[TASK PROMPT]: Pull out every line in the items below that contains the string "blue". Match case exactly.

START RECORD EXCERPTS

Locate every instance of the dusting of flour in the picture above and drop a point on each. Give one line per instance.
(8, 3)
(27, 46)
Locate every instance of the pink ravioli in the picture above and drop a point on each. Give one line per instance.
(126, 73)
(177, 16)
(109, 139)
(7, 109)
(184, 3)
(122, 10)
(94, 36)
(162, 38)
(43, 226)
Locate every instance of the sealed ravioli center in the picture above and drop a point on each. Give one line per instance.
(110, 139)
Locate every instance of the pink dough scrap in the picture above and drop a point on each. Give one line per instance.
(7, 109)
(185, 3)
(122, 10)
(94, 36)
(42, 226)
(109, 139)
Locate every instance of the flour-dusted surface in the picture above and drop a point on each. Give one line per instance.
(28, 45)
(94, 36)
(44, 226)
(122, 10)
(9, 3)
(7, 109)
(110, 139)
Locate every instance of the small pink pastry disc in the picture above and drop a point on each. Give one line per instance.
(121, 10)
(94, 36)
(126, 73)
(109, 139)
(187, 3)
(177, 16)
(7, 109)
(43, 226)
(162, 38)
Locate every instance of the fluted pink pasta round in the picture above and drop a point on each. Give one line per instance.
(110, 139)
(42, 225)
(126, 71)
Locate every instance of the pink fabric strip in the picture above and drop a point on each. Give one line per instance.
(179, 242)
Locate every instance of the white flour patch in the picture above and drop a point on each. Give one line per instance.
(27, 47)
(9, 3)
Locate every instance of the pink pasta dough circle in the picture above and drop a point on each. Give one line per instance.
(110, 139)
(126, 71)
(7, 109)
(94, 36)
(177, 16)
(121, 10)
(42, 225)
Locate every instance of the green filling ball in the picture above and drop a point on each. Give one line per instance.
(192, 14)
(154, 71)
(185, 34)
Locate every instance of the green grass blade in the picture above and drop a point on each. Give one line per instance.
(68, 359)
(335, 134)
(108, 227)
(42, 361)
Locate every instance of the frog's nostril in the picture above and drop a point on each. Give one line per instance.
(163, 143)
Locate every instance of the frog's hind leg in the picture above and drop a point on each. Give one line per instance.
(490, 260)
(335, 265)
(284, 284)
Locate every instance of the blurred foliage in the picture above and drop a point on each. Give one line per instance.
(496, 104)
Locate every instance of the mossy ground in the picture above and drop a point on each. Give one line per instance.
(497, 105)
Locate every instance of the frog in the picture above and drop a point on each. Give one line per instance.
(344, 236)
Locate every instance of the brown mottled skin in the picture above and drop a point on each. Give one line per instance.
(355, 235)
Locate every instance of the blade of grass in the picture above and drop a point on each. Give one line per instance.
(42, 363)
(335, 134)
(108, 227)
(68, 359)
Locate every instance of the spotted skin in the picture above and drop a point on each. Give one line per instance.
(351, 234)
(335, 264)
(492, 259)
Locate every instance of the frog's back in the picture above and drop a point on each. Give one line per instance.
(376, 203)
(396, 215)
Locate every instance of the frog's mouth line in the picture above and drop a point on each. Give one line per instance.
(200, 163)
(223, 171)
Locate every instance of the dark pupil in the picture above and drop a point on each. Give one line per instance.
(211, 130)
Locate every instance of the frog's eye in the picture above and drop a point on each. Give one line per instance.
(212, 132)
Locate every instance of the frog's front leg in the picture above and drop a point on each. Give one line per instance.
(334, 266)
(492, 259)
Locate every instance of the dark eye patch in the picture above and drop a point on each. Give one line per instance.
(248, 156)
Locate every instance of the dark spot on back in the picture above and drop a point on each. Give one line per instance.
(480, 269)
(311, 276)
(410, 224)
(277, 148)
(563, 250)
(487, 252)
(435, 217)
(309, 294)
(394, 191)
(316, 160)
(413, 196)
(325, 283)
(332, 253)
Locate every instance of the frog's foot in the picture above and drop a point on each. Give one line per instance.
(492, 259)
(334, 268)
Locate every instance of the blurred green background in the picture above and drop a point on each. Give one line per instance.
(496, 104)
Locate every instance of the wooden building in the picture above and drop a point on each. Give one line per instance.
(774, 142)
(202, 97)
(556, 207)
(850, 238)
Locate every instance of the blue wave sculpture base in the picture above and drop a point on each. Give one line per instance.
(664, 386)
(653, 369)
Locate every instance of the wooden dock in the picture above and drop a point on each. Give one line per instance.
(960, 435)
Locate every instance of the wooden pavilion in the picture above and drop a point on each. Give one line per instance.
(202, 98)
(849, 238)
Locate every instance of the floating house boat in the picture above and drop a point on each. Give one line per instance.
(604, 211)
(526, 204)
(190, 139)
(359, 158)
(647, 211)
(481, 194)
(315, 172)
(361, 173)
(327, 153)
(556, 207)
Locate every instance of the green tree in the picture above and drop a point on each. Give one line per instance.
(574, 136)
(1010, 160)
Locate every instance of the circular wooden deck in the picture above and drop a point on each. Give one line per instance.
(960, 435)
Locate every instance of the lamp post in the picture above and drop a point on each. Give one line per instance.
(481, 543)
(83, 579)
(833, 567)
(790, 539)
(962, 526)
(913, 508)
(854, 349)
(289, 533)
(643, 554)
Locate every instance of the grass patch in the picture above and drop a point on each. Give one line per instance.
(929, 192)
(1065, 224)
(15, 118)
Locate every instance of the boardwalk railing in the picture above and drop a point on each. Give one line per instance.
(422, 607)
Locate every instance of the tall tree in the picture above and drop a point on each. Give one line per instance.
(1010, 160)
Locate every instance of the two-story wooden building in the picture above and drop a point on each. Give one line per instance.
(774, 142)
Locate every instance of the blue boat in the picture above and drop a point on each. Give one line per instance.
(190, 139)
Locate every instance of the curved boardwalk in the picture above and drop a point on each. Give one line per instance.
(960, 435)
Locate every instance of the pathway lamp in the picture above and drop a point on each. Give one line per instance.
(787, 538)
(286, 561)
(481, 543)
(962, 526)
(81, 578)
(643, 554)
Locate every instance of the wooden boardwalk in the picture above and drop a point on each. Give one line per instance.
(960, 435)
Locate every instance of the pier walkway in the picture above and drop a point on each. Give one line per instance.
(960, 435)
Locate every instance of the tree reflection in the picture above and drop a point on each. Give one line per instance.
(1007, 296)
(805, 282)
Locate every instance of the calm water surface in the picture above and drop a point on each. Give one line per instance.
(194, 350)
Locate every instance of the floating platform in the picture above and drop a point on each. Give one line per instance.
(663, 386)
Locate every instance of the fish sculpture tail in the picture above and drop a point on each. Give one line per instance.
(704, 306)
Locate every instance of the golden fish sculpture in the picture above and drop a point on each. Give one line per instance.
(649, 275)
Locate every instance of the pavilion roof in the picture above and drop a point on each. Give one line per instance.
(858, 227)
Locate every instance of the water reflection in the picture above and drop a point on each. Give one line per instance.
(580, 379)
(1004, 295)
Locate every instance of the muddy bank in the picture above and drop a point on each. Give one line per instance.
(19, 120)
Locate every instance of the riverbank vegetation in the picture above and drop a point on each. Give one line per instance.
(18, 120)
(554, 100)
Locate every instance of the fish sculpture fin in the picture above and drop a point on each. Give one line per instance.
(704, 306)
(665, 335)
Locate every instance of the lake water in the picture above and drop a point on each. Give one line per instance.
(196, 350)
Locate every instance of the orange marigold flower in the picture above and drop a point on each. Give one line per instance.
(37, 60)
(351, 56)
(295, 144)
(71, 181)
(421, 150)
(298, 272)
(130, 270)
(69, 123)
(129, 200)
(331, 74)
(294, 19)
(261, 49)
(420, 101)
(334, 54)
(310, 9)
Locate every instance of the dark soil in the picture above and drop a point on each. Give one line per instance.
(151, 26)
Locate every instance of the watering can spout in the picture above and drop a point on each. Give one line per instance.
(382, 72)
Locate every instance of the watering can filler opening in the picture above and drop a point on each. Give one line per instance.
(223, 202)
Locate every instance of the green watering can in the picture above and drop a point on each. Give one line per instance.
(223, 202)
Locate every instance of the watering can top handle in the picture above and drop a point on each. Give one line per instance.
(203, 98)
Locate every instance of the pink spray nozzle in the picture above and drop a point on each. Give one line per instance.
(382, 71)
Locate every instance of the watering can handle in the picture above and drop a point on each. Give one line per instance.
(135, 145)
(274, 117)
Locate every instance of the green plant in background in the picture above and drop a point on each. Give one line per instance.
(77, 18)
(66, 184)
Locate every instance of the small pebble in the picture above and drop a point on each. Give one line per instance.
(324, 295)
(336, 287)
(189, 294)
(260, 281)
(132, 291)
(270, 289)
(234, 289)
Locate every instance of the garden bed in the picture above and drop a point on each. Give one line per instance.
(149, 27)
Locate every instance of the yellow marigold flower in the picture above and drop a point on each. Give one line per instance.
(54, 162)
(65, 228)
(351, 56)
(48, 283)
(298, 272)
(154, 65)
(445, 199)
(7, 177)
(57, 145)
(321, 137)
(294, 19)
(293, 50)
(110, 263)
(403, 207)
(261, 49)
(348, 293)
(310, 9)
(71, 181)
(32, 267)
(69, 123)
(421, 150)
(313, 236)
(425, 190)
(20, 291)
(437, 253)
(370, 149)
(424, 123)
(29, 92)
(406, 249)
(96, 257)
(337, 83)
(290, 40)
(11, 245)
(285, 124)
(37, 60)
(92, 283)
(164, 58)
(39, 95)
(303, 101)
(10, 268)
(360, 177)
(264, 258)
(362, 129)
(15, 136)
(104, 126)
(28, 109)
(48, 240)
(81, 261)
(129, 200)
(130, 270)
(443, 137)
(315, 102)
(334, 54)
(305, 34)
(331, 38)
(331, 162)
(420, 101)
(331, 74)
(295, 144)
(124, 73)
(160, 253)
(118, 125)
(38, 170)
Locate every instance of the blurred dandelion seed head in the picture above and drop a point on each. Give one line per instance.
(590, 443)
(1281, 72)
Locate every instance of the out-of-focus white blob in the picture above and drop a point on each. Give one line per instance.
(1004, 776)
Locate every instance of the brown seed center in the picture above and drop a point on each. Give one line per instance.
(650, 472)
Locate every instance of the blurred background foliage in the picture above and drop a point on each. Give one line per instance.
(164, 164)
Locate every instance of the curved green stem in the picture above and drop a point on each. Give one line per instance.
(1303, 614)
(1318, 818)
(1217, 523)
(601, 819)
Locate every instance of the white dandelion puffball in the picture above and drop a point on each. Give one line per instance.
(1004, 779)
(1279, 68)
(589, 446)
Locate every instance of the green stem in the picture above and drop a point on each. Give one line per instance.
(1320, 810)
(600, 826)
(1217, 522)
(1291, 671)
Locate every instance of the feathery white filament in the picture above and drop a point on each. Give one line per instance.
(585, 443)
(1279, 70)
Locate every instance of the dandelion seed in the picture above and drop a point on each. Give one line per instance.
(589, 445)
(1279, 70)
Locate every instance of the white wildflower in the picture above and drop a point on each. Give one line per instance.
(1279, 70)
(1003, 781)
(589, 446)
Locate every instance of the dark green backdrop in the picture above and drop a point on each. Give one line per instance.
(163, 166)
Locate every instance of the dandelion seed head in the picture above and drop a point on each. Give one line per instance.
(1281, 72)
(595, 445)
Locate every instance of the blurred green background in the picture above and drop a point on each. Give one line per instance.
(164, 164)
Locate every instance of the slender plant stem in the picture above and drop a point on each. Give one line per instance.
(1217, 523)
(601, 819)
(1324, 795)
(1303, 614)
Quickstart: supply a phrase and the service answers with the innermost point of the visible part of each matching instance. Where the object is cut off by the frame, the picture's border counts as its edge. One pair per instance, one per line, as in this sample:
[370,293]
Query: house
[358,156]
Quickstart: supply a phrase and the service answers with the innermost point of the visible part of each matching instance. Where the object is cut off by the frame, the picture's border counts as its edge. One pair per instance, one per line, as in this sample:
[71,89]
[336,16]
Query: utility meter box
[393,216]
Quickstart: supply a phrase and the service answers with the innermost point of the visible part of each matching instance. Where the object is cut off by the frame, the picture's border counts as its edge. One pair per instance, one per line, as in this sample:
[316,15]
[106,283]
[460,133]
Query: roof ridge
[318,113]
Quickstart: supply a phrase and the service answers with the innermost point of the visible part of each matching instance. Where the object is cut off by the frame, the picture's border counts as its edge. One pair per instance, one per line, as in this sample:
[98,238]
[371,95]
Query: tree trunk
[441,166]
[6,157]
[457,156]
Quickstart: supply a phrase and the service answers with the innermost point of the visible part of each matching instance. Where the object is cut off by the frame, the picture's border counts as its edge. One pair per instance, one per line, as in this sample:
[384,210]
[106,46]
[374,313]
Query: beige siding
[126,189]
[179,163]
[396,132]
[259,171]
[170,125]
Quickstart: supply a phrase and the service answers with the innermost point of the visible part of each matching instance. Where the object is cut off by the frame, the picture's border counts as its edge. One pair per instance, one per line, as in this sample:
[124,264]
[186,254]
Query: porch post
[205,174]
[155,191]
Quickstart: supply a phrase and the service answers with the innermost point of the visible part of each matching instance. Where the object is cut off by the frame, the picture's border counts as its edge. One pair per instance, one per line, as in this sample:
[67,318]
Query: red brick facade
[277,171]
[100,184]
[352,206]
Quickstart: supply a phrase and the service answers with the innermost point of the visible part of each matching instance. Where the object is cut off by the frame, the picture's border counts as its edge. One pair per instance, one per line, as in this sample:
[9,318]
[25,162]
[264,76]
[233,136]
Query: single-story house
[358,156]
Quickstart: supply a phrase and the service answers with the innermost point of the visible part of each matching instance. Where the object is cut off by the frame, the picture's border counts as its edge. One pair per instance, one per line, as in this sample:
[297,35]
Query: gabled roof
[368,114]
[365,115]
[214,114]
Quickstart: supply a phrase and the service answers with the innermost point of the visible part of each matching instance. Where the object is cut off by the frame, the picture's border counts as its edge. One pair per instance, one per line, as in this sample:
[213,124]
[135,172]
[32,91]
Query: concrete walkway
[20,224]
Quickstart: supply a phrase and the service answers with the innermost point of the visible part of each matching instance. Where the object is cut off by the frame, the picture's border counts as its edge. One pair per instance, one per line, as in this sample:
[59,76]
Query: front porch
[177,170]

END RECORD EXCERPTS

[RESULT BELOW]:
Locate every instance of the blue wave sculpture base in the picture above and drop a point on each. Give one line per instance.
Locate every instance of the blue boat in the picture above and drop a point on each. Give one line per instance.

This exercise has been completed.